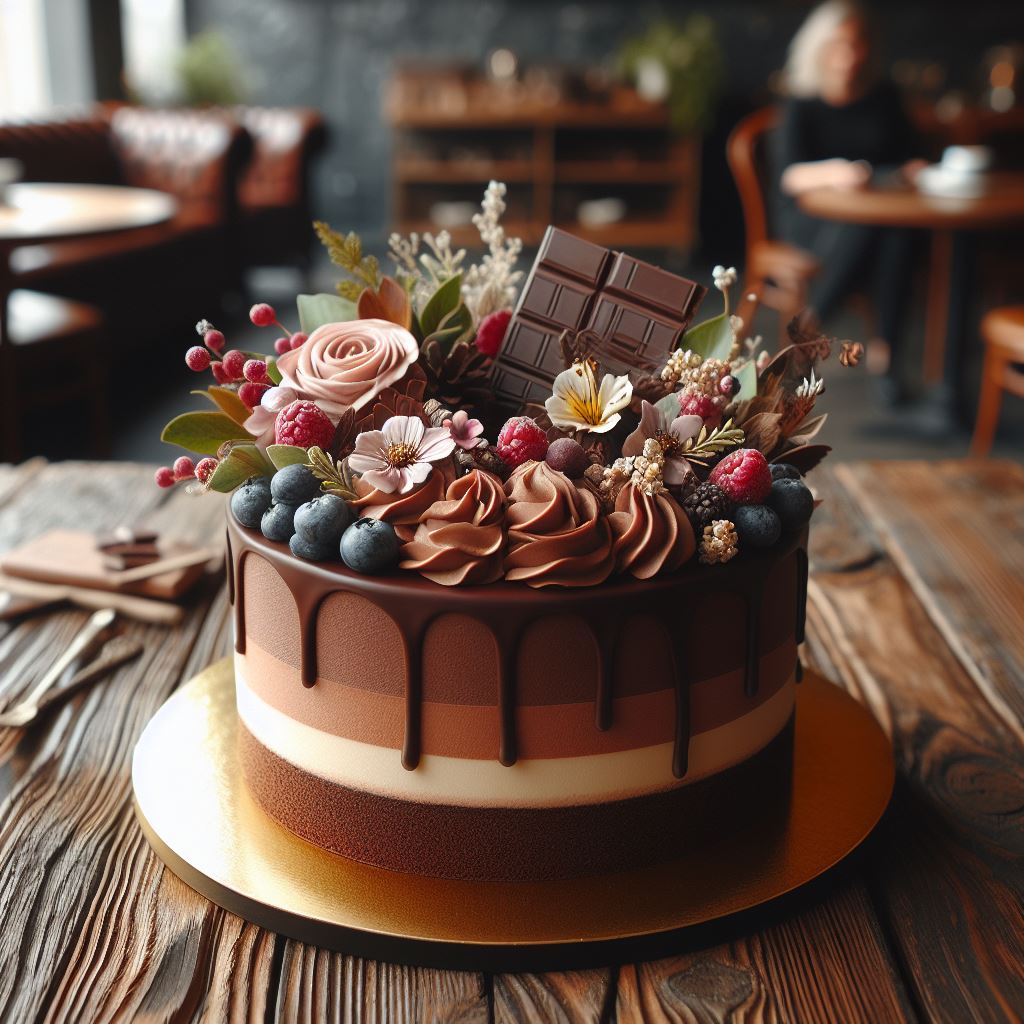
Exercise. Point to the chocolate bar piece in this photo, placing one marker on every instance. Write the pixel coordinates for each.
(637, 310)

+ + + + + + +

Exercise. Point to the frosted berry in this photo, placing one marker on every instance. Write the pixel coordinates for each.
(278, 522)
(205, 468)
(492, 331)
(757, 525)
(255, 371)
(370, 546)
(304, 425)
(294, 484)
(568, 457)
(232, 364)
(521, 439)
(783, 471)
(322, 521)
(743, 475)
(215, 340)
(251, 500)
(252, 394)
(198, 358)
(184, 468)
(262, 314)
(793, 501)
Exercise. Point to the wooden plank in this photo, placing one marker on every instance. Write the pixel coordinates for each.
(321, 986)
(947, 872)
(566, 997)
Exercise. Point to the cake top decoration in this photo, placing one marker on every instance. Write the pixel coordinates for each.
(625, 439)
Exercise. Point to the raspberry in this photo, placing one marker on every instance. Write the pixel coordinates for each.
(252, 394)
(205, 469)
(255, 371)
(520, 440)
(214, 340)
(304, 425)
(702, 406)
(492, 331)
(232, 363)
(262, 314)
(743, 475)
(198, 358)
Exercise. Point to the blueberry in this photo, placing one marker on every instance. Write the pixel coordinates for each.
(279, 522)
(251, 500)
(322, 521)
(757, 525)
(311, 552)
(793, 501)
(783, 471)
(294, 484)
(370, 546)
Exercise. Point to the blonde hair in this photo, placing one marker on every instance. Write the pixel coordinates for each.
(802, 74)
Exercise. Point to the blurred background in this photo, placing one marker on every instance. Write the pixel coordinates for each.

+ + + + + + +

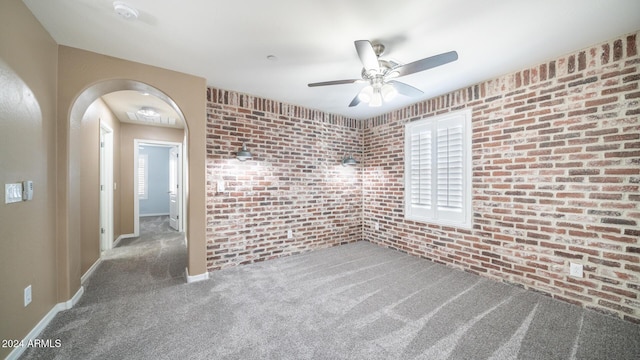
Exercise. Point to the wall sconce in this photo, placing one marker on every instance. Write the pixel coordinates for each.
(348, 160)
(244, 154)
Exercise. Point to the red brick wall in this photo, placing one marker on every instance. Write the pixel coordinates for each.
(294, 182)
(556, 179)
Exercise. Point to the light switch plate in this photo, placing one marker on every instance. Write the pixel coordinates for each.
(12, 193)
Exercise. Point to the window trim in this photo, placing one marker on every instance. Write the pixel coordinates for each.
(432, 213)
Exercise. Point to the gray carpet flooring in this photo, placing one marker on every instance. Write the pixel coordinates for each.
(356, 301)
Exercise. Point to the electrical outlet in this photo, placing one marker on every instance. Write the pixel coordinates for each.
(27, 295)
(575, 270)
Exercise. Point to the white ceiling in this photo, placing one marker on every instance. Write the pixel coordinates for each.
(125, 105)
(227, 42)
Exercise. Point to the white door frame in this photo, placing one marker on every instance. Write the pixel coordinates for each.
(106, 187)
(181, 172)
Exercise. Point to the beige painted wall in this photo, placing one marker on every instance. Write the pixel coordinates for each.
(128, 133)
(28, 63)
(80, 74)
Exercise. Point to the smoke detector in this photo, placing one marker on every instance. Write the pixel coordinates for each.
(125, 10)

+ + + + + + +

• **Directions**: Retype the portion of the data above that starts on the line with "Exercise. Point to the cake" and finishes on the line with "Exercise. Point to the blurred", including both of those lines.

• **Task answer**:
Exercise. Point to the cake top decoration in this photo, placing one marker on every instance. Write the pixel coordinates for each.
(625, 439)
Exercise. Point to the raspberry in this photo, placing one marker on every instance. Write the pixel coordinates for each.
(252, 394)
(205, 469)
(255, 371)
(520, 440)
(214, 340)
(304, 425)
(702, 406)
(492, 331)
(232, 363)
(262, 314)
(743, 475)
(198, 358)
Exercise. Point to the blueberry in this photo, placing one marker on every instance. Write the pixel coordinates for each.
(279, 522)
(251, 500)
(322, 521)
(757, 525)
(311, 552)
(793, 501)
(783, 471)
(294, 484)
(370, 546)
Exercise. Point to the blonde hair in this photo, placing one marker on every instance. Write the pixel coordinates for each.
(802, 74)
Exercise. Point to the blurred background in this photo, placing one marker on every instance. Write the pixel coordinates for each.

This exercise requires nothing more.